Mask labeling items:
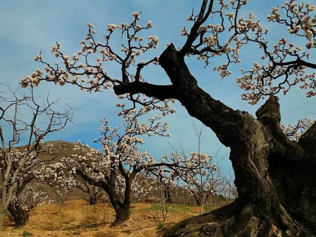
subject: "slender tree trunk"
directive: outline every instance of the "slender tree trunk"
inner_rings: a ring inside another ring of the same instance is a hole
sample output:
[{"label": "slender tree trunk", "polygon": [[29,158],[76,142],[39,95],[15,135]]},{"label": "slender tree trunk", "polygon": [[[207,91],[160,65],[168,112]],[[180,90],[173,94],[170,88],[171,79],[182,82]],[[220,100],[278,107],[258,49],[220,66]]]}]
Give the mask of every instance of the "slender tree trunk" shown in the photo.
[{"label": "slender tree trunk", "polygon": [[29,212],[24,210],[18,205],[10,204],[8,207],[8,211],[13,217],[15,227],[25,225],[29,220]]},{"label": "slender tree trunk", "polygon": [[89,200],[88,201],[89,205],[95,205],[97,204],[98,199],[95,195],[89,195]]},{"label": "slender tree trunk", "polygon": [[134,81],[115,86],[116,93],[143,93],[159,99],[178,99],[191,116],[230,148],[238,194],[232,203],[185,220],[164,236],[294,237],[316,233],[316,176],[313,173],[316,169],[316,122],[298,143],[292,142],[280,128],[276,97],[269,98],[257,112],[256,119],[214,100],[201,89],[172,44],[159,61],[172,85]]},{"label": "slender tree trunk", "polygon": [[115,221],[116,223],[119,223],[129,219],[130,211],[129,205],[118,205],[115,209]]},{"label": "slender tree trunk", "polygon": [[2,210],[0,211],[0,231],[3,230],[3,224],[4,224],[4,216],[5,212]]},{"label": "slender tree trunk", "polygon": [[194,195],[193,197],[194,197],[194,199],[196,200],[196,202],[197,203],[197,205],[198,206],[200,206],[202,203],[201,198],[198,197],[198,195]]},{"label": "slender tree trunk", "polygon": [[167,203],[173,203],[174,201],[172,199],[172,195],[170,191],[170,189],[168,186],[167,186],[164,191],[164,198],[166,200]]}]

### Instruction:
Can you quote all of the items above word for word, leaving the pictures out?

### Answer below:
subject: "slender tree trunk"
directive: outline every instance of the "slender tree trunk"
inner_rings: a ring inside another ring of the same instance is a hole
sample output:
[{"label": "slender tree trunk", "polygon": [[29,158],[76,142],[39,95],[15,135]]},{"label": "slender tree trunk", "polygon": [[[207,91],[160,65],[168,112]],[[180,90],[173,94],[170,88],[171,79],[182,82]],[[220,100],[278,107],[258,49],[220,66]]]}]
Give the mask of every instance of the "slender tree trunk" shown in the photo.
[{"label": "slender tree trunk", "polygon": [[29,212],[24,210],[18,205],[10,204],[8,207],[8,211],[13,217],[15,227],[25,225],[29,220]]},{"label": "slender tree trunk", "polygon": [[89,200],[88,201],[89,205],[95,205],[97,204],[98,199],[95,195],[89,195]]},{"label": "slender tree trunk", "polygon": [[134,81],[115,86],[116,93],[143,93],[159,99],[178,99],[191,116],[230,148],[238,194],[232,203],[185,220],[164,236],[294,237],[316,233],[316,176],[313,173],[316,169],[316,122],[298,143],[292,142],[280,128],[276,97],[269,98],[257,112],[256,119],[214,100],[201,89],[172,44],[159,61],[172,85]]},{"label": "slender tree trunk", "polygon": [[115,221],[116,223],[119,223],[129,219],[130,211],[129,205],[118,205],[115,209]]},{"label": "slender tree trunk", "polygon": [[2,210],[0,211],[0,231],[3,230],[3,224],[4,224],[4,216],[5,212]]},{"label": "slender tree trunk", "polygon": [[194,195],[193,197],[194,197],[194,199],[196,200],[196,202],[197,203],[197,205],[198,206],[200,206],[202,203],[201,198],[198,197],[198,195]]},{"label": "slender tree trunk", "polygon": [[167,203],[173,203],[174,201],[172,199],[172,195],[170,191],[170,189],[168,186],[167,186],[164,191],[164,198],[166,200]]}]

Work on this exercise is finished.